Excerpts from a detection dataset
--- START ---
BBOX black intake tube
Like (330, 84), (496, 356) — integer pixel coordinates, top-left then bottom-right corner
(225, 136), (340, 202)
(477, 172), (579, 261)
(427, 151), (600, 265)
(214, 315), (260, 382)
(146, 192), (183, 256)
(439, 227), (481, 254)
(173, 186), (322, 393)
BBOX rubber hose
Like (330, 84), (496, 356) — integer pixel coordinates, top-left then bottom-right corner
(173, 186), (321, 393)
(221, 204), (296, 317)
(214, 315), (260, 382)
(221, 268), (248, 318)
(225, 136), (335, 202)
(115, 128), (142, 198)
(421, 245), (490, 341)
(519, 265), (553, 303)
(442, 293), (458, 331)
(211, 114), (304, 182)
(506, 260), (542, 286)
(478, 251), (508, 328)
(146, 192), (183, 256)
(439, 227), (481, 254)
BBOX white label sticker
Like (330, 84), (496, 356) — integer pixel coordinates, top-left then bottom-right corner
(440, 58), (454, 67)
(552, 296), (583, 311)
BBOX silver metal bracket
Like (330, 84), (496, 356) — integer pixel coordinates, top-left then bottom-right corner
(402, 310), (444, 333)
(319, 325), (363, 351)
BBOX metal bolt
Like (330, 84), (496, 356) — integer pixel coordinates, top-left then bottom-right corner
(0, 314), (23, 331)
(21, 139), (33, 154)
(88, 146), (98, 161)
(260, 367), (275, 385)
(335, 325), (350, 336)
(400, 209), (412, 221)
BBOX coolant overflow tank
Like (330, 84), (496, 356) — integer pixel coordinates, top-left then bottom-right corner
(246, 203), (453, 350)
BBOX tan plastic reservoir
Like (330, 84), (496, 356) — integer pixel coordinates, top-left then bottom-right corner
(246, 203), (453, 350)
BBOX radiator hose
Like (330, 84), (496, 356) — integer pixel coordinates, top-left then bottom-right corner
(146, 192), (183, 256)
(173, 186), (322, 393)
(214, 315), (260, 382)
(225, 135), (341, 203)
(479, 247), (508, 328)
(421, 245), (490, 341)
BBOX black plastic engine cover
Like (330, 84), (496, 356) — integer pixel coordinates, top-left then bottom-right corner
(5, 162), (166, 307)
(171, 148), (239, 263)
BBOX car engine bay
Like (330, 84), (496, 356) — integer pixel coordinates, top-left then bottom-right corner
--- END ---
• Required work:
Put every line of the records into a Markdown table with two columns, Nr for the row number and Line for the line, leaving out any blank lines.

• Solution to this problem:
| Nr | Line |
|---|---|
| 1 | BBOX black intake tube |
| 2 | Like (330, 84), (496, 356) — integer pixel coordinates, top-left then bottom-right corner |
| 3 | (225, 136), (340, 202) |
| 4 | (477, 172), (579, 261) |
| 5 | (427, 151), (600, 265) |
| 6 | (214, 315), (260, 382) |
| 7 | (146, 192), (183, 256) |
| 8 | (439, 227), (481, 254) |
| 9 | (173, 186), (322, 393) |
| 10 | BBOX rubber hose |
| 11 | Like (330, 84), (496, 356) — integer pixel coordinates, top-left then bottom-right corner |
| 12 | (173, 186), (321, 393) |
| 13 | (221, 204), (296, 317) |
| 14 | (214, 315), (260, 382) |
| 15 | (221, 268), (248, 318) |
| 16 | (225, 136), (335, 202) |
| 17 | (115, 128), (142, 198) |
| 18 | (421, 245), (490, 341) |
| 19 | (519, 265), (553, 303) |
| 20 | (442, 293), (458, 331) |
| 21 | (211, 114), (304, 182) |
| 22 | (506, 260), (542, 286) |
| 23 | (478, 251), (508, 328) |
| 24 | (146, 192), (183, 256) |
| 25 | (439, 227), (481, 254) |
| 26 | BBOX white label sticker |
| 27 | Like (330, 84), (496, 356) — integer pixel coordinates, top-left then bottom-right corner |
| 28 | (440, 58), (454, 67) |
| 29 | (552, 296), (583, 311) |
| 30 | BBOX silver metal bracket |
| 31 | Like (330, 84), (496, 356) — integer pixel coordinates, top-left then bottom-right corner |
| 32 | (402, 310), (444, 333) |
| 33 | (319, 325), (363, 351) |
| 34 | BBOX metal bolt |
| 35 | Like (330, 84), (496, 356) — integer pixel coordinates, top-left then bottom-right corner |
| 36 | (0, 314), (23, 331) |
| 37 | (21, 139), (33, 154) |
| 38 | (88, 146), (98, 161) |
| 39 | (260, 367), (275, 385) |
| 40 | (335, 325), (350, 336) |
| 41 | (400, 209), (412, 221) |
| 42 | BBOX coolant overflow tank |
| 43 | Like (330, 84), (496, 356) — integer pixel coordinates, top-left then bottom-right corner |
| 44 | (246, 203), (453, 350) |
| 45 | BBOX tan plastic reservoir |
| 46 | Like (330, 84), (496, 356) — integer pixel coordinates, top-left then bottom-right corner |
| 47 | (246, 203), (453, 350) |
| 48 | BBOX radiator hose |
| 49 | Like (330, 84), (496, 356) — integer pixel coordinates, top-left then bottom-right corner |
| 50 | (146, 192), (183, 256) |
| 51 | (173, 186), (322, 393) |
| 52 | (214, 315), (260, 382) |
| 53 | (225, 135), (341, 203) |
| 54 | (479, 247), (508, 328) |
| 55 | (421, 245), (490, 341) |
| 56 | BBOX black plastic engine cover |
| 57 | Like (330, 84), (496, 356) — integer pixel coordinates, top-left then bottom-right corner |
| 58 | (5, 162), (166, 307) |
| 59 | (171, 148), (239, 263) |
| 60 | BBOX car engine bay |
| 61 | Like (330, 84), (496, 356) — integer pixel coordinates, top-left then bottom-right corner |